Obituary: Margaret Grant, Scot who founded Brittle Bone Society
Dr Margaret Thomas Johnston Grant MBE, Brittle Bone Society founder. Born: June 29 1933 in Dundee. Died: December 2 2020, in Dundee, age 87
Margaret Grant had lived with the debilitating bone disease Osteogenesis Imperfecta all her life when her baby girl was born with the same rare disorder.
Although evidence of the brittle bone condition, known as OI, dates back as far as 1000 BC, by Margaret’s birth in the 1930s little was known about its diagnosis and treatment.
Nothing much had changed by the time her daughter arrived.
Having recognised for many years that there was a lack of both knowledge among the medical professionals and support for those living with the disease, she now resolved to change the situation.
And in 1968 she established the Brittle Bone Society, the world’s first charity to assist the OI community, in her hometown of Dundee, and went on to become a leading authority on the condition.
The daughter of school catering assistant and jute mill worker Margaret Wilson and her husband Charles, a painter at Dundee’s dockyards, she was educated at the Trefoil School in St Abbs.
She met her future husband, David Grant, back in Dundee, while Scottish country dancing at a local church, and their daughter was born in 1961.
Seven years later she achieved her aim of setting up an organisation to highlight brittle bone disease and her pioneering work saw her named Dundee Citizen of the Year in 1975.
Margaret received the Osteogenesis Imperfecta Foundation (USA) award in 1982 for hosting the first international conference for people living with the condition.
Today the society has thousands of members and supporters and works closely with National Health Service specialised hospitals and world-leading healthcare professionals throughout the UK and beyond.
It provides frontline support and raises thousands of pounds each year to help fund the supply of wheelchairs and equipment and to promote better care in the sector.
Margaret Grant was the organisation’s driving force for decades, displaying meticulous attention to detail while dispensing pearls of wisdom with a well-honed sense of humour.
She drove around Britain giving inspirational talks, urging others to take up the baton and form local groups of the society.
She held annual conferences, helped with medical articles, organised fundraising events the length of the country and and sat on street corners rattling collection cans.
Particularly close to her heart were all the children affected by the condition and her dedication to them and the estimated 5,000 individuals in the UK living with OI was recognised in 1989, when she was honoured with an MBE for her achievements.
The previous year she had been awarded the Tunstall Telecoms National Caring Award.
It is believed that approximately one in 15,000 people are born with the condition, which is caused by a genetic mutation affecting the production of collagen, the protein that forms the bone structure’s framework.

● Phrase grounding data
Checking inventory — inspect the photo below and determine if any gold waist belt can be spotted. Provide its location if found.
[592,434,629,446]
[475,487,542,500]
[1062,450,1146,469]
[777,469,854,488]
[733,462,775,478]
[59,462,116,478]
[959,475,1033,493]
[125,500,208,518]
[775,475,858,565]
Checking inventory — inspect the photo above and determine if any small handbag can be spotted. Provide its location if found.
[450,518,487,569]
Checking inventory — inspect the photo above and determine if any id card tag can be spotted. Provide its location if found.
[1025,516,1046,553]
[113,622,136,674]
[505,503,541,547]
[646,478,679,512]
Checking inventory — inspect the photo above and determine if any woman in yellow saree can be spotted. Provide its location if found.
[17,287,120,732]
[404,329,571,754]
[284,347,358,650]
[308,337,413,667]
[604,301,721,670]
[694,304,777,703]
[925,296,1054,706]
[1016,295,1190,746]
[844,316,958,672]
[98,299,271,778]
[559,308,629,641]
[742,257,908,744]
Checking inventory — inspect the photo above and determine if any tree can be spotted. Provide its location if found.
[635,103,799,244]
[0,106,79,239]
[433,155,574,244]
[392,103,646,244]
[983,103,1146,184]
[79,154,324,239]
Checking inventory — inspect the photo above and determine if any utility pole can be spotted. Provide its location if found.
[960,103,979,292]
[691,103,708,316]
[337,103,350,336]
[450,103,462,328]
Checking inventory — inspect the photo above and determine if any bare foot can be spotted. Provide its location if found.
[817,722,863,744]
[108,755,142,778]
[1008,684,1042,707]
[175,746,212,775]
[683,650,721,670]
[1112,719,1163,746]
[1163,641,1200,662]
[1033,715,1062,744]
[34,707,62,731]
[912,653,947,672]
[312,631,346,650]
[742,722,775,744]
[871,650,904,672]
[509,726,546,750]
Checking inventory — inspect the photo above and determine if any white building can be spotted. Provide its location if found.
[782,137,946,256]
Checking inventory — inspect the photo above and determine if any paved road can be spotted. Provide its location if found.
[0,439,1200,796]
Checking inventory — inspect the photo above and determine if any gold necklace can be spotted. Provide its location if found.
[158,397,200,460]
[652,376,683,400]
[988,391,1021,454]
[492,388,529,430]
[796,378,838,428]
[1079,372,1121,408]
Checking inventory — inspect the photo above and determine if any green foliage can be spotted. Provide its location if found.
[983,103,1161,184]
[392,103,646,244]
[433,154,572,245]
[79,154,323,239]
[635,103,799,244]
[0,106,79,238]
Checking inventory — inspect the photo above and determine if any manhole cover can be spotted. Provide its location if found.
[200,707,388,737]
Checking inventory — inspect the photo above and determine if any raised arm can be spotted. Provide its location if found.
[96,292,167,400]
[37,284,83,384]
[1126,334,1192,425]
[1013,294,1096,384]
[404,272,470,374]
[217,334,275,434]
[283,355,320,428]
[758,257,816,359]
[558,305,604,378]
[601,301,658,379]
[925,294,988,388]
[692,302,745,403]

● Exercise
Reproduce the portion of the obituary between "She held annual" and "for her achievements.", inclusive.

● Solution to this problem
She held annual conferences, helped with medical articles, organised fundraising events the length of the country and and sat on street corners rattling collection cans.
Particularly close to her heart were all the children affected by the condition and her dedication to them and the estimated 5,000 individuals in the UK living with OI was recognised in 1989, when she was honoured with an MBE for her achievements.